§ AUSGANGSTEXT:
↓↓↓

■ Der Bremer Vulkan-Konzern hat Konkurs angemeldet: Täter und Opfer Hand in Hand
Wer hat sie verraten? Sozialdemokraten! Eine verstaubte Parole, für die man sich in den letzten Jahren eigentlich nur schämte. In Bremen hat sie auf eine filmreife Art Aktualität erhalten.
Tausende von Werftarbeitern hatten am Dienstag auf die eindringliche Aufforderung der Betriebsräte und IG-Metall-Vertreter hin ein vierseitiges Papier unterschrieben, in dem sie auf alle Rechte aus ihren oft jahrzehntealten Arbeitsverträgen verzichteten. Gewerkschaftliche Errungenschaften? Papierkorb. Noch am Sonntag war das komplizierte Vertragswerk den Arbeitern vollkommen unbekannt gewesen, die Betriebsräte wurden in der Materie erst noch „geschult“.
Daß man vor einer wichtigen Unterschrift eine angemessene Frist beanspruchen kann, um die Rechtslage zu prüfen und sich gegebenenfalls kompetent beraten zu lassen, ist vor jedem Amtsgericht selbstverständlich. Für die Art, mit der Gewerkschaften mit „ihren“ Arbeitern umspringen, gilt das offenbar nicht. Innerhalb von 24 Stunden wurden in Bremen die Arbeiter praktisch genötigt, auf ihre Rechte unwiderruflich zu verzichten. Und das vollkommen ohne Not – seit Wochen war das Ende absehbar –, wenn es denn nicht darum ging, die rechtlich unerfahrenen Arbeiter einfach zu überrumpeln.

↑↑↑

§ DEINE AUFGABE: Schreib aus dem Ausgangstext Wort für Wort die Stelle ab, die bei „Daß man vor“ anfängt und bei „einfach zu überrumpeln.“ aufhört. Die Auflistung hat mit dem Ausgangstext nichts zu tun.

§ ANGEZEIGTE ANGABEN:
↓↓↓

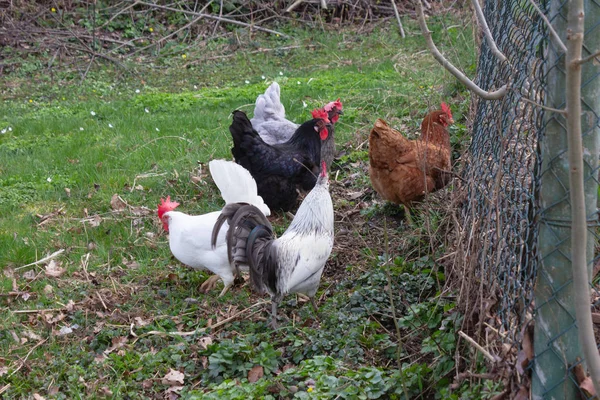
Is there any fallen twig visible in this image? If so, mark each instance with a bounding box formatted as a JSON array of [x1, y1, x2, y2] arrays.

↑↑↑

§ ANTWORT:
Daß man vor einer wichtigen Unterschrift eine angemessene Frist beanspruchen kann, um die Rechtslage zu prüfen und sich gegebenenfalls kompetent beraten zu lassen, ist vor jedem Amtsgericht selbstverständlich. Für die Art, mit der Gewerkschaften mit „ihren“ Arbeitern umspringen, gilt das offenbar nicht. Innerhalb von 24 Stunden wurden in Bremen die Arbeiter praktisch genötigt, auf ihre Rechte unwiderruflich zu verzichten. Und das vollkommen ohne Not – seit Wochen war das Ende absehbar –, wenn es denn nicht darum ging, die rechtlich unerfahrenen Arbeiter einfach zu überrumpeln.